MT:  I think that you mentioned - pseudo-ritual - I think of the ritual of the cocktail party - that would be a pseudo-ritual wouldn't it?

RM:  Yes, that's kind of what I would call a kind of a lover ritual - a lover space ritual.  And we'll get into the different inner spaces in a little bit, I think.  But that's a kind of an attempt to get into the garden within -- and it's such an unconscious way that addiction often follows.

MT:  These images - certainly the images that are conjured up in the book King, Warrior, Magician, Lover, the idea of archetypes… I think it might be useful for you to explain or describe, define "archetype" and how we're all effected by those archetypal images.

> Record list
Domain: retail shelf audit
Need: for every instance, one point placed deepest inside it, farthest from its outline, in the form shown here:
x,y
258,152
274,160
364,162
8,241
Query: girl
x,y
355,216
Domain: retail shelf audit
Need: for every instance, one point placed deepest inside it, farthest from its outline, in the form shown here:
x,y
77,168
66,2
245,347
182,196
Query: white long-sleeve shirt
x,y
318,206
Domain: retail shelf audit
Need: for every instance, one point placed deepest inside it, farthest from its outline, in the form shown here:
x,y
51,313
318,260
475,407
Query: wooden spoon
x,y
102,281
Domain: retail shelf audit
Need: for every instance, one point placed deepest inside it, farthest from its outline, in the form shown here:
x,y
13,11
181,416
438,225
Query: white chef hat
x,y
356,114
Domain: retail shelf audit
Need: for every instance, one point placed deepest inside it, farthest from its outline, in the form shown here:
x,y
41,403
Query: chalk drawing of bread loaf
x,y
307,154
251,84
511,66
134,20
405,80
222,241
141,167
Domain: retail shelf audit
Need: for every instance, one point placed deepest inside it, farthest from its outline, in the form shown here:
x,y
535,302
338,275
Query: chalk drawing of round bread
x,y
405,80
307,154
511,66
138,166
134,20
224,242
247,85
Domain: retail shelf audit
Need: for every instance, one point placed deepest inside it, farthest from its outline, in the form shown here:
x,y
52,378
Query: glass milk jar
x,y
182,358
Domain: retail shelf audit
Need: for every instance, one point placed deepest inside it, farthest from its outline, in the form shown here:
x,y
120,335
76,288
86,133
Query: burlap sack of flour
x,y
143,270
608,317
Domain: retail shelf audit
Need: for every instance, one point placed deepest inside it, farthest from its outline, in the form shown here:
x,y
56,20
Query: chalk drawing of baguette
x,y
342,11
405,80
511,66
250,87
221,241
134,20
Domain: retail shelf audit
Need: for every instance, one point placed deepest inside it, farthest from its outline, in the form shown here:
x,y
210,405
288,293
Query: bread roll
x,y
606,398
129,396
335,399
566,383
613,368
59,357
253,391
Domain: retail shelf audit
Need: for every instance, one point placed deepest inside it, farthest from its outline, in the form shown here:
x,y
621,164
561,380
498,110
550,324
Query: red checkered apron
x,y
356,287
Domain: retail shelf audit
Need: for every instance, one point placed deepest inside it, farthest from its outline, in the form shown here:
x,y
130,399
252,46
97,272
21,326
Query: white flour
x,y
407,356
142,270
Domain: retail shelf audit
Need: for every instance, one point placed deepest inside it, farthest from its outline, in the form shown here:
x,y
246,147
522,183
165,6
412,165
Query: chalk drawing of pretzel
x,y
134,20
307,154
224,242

> Given exercise 1
Answer these questions about the interview transcript:
(a) What does MT give as an example of a pseudo-ritual?
(b) What does RM say often follows the unconscious attempt to get into the garden within?
(c) Which book does MT mention?
> Given exercise 2
Could you retype the interview transcript between "RM:  Yes, that's" and "those archetypal images.", inclusive?
> Given exercise 3
Can you extend the interview transcript past its final sentence?

> Written reply 1
(a) The ritual of the cocktail party.
(b) Addiction.
(c) King, Warrior, Magician, Lover.

> Written reply 2
RM:  Yes, that's kind of what I would call a kind of a lover ritual - a lover space ritual.  And we'll get into the different inner spaces in a little bit, I think.  But that's a kind of an attempt to get into the garden within -- and it's such an unconscious way that addiction often follows.

MT:  These images - certainly the images that are conjured up in the book King, Warrior, Magician, Lover, the idea of archetypes… I think it might be useful for you to explain or describe, define "archetype" and how we're all effected by those archetypal images.

> Written reply 3
RM:  Well, I like to try to use ways of getting at that that communicate to our generation in a way that make it clear that these are not concepts that are merely sort of mystical or in some way irrelevant to practical, every day life.  In my view we can think of these archetypal patterns - what Carl Jung called primordial images - as really relating to important sectors of the neuro-physiological functioning of human beings.  In this respect I think we have to look at the work of Anthony Stevens, and particularly his book, Archetypes and Natural History of the Self, and some of his other work to understand that human instinct is organized.  And the human psyche is organized and has deep structures.  You know the work of Chomski on deep linguistic structures.  There's a lot more research today that makes it very clear that the brain and human mental and emotional functioning is organized through deep structures.  These deep structures are what I talk about as archetypes.  And, an easy way to think about them is to think about them as important programs for human emotional, behaviorial and mental functioning.  And I like, and what we'll talk about a little later, I think, is the way my decoding of some of these programs and the relationship between them.

MT:  So these programs operate essentially at an unconscious level.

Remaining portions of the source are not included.